_THE REQUEST_
Which lines in the items below contain the word "white", with case counting? Pick out each such line and copy it whole.

_DATA EXTRACT_

>>>

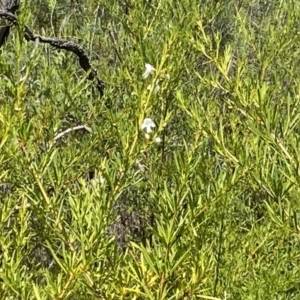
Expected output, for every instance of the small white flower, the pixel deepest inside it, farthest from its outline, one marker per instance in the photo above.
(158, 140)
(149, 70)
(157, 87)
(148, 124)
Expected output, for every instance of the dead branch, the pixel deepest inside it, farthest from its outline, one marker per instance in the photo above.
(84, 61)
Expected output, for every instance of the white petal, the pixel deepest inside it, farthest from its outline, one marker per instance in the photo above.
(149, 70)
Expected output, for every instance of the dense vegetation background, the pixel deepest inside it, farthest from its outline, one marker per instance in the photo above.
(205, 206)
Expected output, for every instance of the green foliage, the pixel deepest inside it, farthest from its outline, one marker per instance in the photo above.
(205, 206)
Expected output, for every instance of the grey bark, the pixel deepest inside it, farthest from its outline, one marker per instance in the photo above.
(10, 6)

<<<
>>>

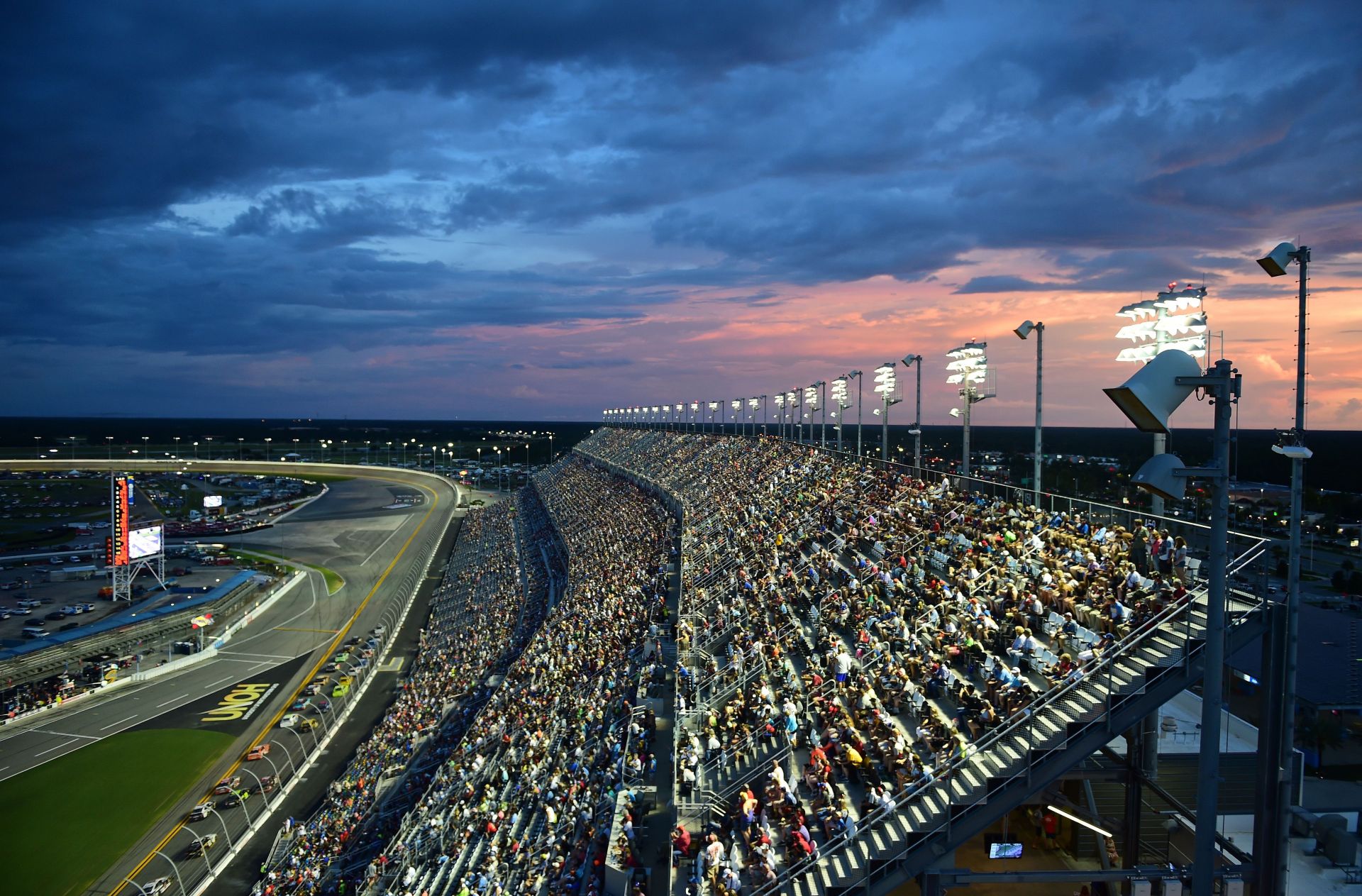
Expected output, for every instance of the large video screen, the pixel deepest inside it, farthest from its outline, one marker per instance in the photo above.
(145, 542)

<<<

_TASK OUTPUT_
Expected output, for every instance of the small white flower, the pixel deepest inside it, farthest from its outline, one marker per instance in the photo above.
Expected output, for every instance of the white petal, the pixel deepest inside it, farthest from its outline, one marker per instance in the photo above.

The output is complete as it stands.